To be done:
a. According to the article on generational wealth, which types of assets can generational assets include?
b. Write the next part of the article on building generational wealth, picking up after its final sentence.

Text section:
·····

Ways To Build Generational Wealth
By Brian @ My Millennial Guide
Generational wealth is usually referred to as financial wealth that is passed down from one generation to another even though it can take other forms like traditions or heirlooms.
I’m currently in a position where I am trying to build wealth so that I can pass it down wealth from generation to generation.
I’ll get into ways to build generational wealth later in the article but first I wanted to get into defining generational wealth…
What Is Generational Wealth?
Generational wealth is acquired by building generational assets which can include real estate, stocks, businesses, and many other types of assets.
In the aspect of financial planning, generational wealth is a term that is geared toward passing down stable, significant financial resources for future generations.
Okay, now that we covered generation wealth, how can one grow it?
How Can I Build Generational Wealth?
To build generational wealth, generally, you need to have an income, whether as a job, career or a business.
Once you have set your earning capacity, then you can adjust your thinking to shift from an income-based mentality to an asset-based one which will help you to create wealth. I published another article recently about growing your wealth here that you may found beneficial.
Basically, you need to have the right mindset and the discipline to stick to your financial goals.
This is not a one-day activity and requires consistent and diligent action, and above all the belief in what you are trying to achieve. It goes without saying that you must spend less than you earn, or top savings skills, so as to have some excess funds for investments.
However, because you want the wealth you are accumulating to last beyond one generation, you also need to empower your children with financial literacy especially budgeting and good money habits and invest in their future by setting up trusts and funds in their names.

·····

Records from a collection
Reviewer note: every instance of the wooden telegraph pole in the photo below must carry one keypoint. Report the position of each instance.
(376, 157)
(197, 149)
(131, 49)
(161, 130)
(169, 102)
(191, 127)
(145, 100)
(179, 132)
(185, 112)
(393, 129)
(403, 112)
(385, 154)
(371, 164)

·····

Exercise results:
a. Real estate, stocks, businesses, and many other types of assets.

b.
Ways You Can Build Generational Wealth
There are many ways in which you can accumulate wealth and it will all depend on your goals and plan of action.
There are four tried and tested steps that you can take to build generational wealth as outlined below
You need a financial advisor. To navigate the complex waters of investing and financial intelligence, you should have a guide who has sufficient knowledge and experience to help you build your investment portfolio affordably.
However, before you commit to a financial advisor, you need to have worked out your budget, the time period you have to invest, and clear goals and strategy. Educate yourself by doing online research, attending workshops or finding a mentor so that you have a clear strategy.
Invest in assets. Assets and this refers to stocks, bonds, real estate, commodities, and currency, tend to appreciate over time, though some assets like real estate are more lucrative than others as they bring greater returns than other stock.
There are subclasses even within these assets that allow you to build equity that you can then pass onto your children.
Build a tax fortress. You need to protect your wealth from being depleted by taxes or creditors. Look for options that are tax friendly, for example, some retirement accounts are not taxed up to a certain maximum amount.
You can open up a Simplified Employee Pension Individual Retirement Account, SEP- IRA, which allows tax-deductible contributions for entrepreneurs and freelancers. The money on this account is not taxable until withdrawal.
Diversify your portfolio. To build generational wealth, not only do you need to have multiple streams of income, but you also need to diversify your investment options so that if one is underperforming, another can cushion the loss.
This requires you to constantly review your portfolio and then adjust your strategy accordingly. This also needs you to take on the element of risk as this sometimes means more returns.
Ways I’m Building It
I’m a Millennial, so my way to wealth is through passive or residual income. To get you started, I want to get into what exactly residual income is.
So what exactly is residual income? Residual income refers to the amount of income you generate even after you have provided your product or services.
It is a stream of income you get after your work has been delivered. It’s basically interchangeable with the term passive income.
For example, writers and artists release a book or a song on a particular day and a particular year but get paid for that piece of work for many years after. The royalties they get paid are their residual incomes.
Residual incomes are a great way to make money “passively”. This way you can have a source of income to rely on even when other sources of income are spent on bills.
For comment section, please scroll down. Thank you.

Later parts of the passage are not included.